Text shown
* * * * * * *
But our Saviour's parable, rightly thought upon, utterly rebukes this and every similar perversion. The more it is pondered the more impressively will it be found to plead against all such ungenerous and ruinous interpretations of His meaning. The penitent whose acceptance it speaks of repented, and went to do the will of his father. He is not represented as seeking and finding mercy because he had not obeyed at all; but as repenting in order that he might obey. We cannot resist the impression that our Lord intended us to regard him as doing the will of his father, although late in beginning to do it. The doctrine that a sinner may enter heaven after a life spent in rebellion, but closed by a death-bed repentance and a final act of faith, may indeed be sought in the infinite mercy of God, and found in some gracious sayings of His word. It was illustrated in the very hour of redemption, and is, therefore, eternally sacred; but it is not taught in this parable. The repentance which the Gospel commands is a repentance that is not only unto life, but unto holiness also; a repentance that seeks mercy for the past and strength for a future obedience, a repentance that longs for life to retrieve the past, and cries, O spare me, that I may recover my strength, before I go hence. Not to speak of the uncertainty of human life, and the solemn argument which that uncertainty enforces, the tone of the parable, rightly read, urges to an instant repentance and to an instant amendment. It speaks of a day through the mercy of God retrieved; of a new obedience animated by gratitude for past mercy; of an ardent desire to repair the errors of the past; and of a zeal that would fain attempt what, alas ! is, in the literal sense, impossible, -to redeem the time.
* * * * * * *
Records from a dataset
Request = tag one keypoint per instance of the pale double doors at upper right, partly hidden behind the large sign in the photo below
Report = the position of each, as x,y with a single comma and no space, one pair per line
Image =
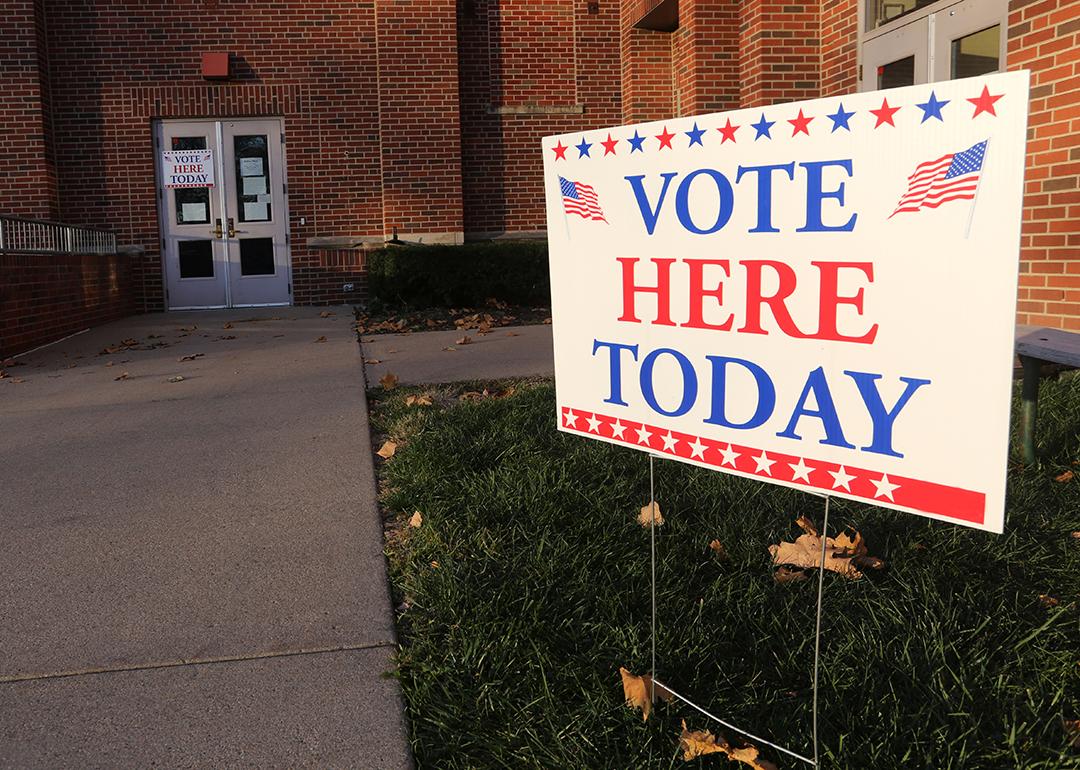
952,40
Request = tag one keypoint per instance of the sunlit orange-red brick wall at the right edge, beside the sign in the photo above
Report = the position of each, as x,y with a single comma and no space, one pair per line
1045,37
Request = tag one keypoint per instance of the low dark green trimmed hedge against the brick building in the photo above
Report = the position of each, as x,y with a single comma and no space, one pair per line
514,273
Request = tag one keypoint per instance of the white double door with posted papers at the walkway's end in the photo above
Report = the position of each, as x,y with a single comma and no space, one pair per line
225,246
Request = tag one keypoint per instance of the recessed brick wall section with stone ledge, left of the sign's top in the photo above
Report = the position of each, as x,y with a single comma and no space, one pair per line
576,89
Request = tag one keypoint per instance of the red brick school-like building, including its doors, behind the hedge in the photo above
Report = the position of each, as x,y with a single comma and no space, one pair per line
334,127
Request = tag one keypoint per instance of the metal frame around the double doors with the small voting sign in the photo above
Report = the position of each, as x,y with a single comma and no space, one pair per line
220,167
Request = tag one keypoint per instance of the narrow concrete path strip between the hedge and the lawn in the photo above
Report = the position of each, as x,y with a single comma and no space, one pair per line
426,357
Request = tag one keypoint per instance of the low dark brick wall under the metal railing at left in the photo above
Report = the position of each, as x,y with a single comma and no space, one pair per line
46,298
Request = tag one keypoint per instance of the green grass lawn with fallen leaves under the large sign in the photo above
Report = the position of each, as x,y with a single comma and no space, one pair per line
511,646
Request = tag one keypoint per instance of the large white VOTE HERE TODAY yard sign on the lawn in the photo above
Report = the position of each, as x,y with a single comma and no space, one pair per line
820,295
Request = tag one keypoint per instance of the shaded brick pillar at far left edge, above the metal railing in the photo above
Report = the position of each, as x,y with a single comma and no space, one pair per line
29,187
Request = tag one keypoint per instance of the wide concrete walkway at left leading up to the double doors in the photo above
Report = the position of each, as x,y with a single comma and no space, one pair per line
194,570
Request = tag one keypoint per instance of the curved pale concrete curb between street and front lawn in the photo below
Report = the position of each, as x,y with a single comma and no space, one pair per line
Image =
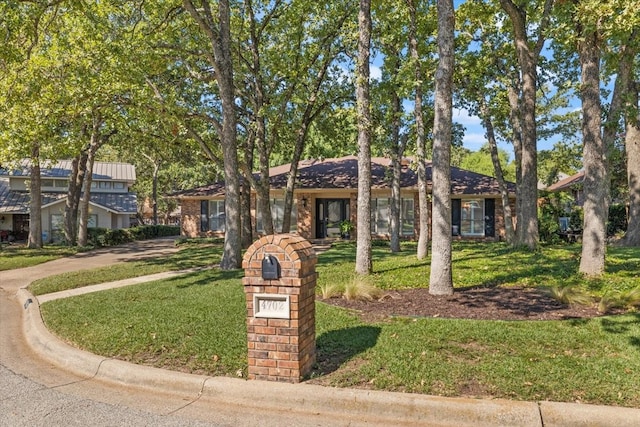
* * * * * * *
Could you go on with the passage on the parable of the repentant son, starting right after its last sentence?

Response
It is another perversion to read this parable as teaching that, provided the day of probation ends well,—that is, ends in the enjoyment of God's mercy through Christ,-the objects of probation are fully answered, and that eternity will be the same to all alike. There is no passage of Scripture that can without violent perversion be made to teach that doctrine. If the term probation is rightly introduced into the Gospel, and if it has any meaning when introduced, then every penitent believer is forming a new character in Christ for eternity. He is not only working in God's vineyard, he is also cultivating his own; and if by a thorough repentance, a faith unfeigned, and a strong reliance on the Divine Spirit, he seek the glory and honour of religion as well as its shield and security, his eternal character, as well as his eternal safety, will be his appropriate reward. It is true that our Lord-in order to obviate another and an opposite error-has taught us all to expect a penny for the day alike. Most assuredly we shall all be equal debtors to His mercy, and enter life by the same title of

grace; but He who will bring His reward with Him, and give to every man as his work shall be, will not blend His innumerable servants in one indiscriminate mass. There is not so much difference between the penny of the Lord's parable and our modern penny, as there will be between the relative wages that the Lord teaches His reapers to expect. Our parable does not warrant any further digression here; but we cannot leave the subject without remarking, that while eternal security may be attained by the right use of any hour of the day's merciful Afterward, every moment of that aftertime lost is, in a certain sense, lost for ever.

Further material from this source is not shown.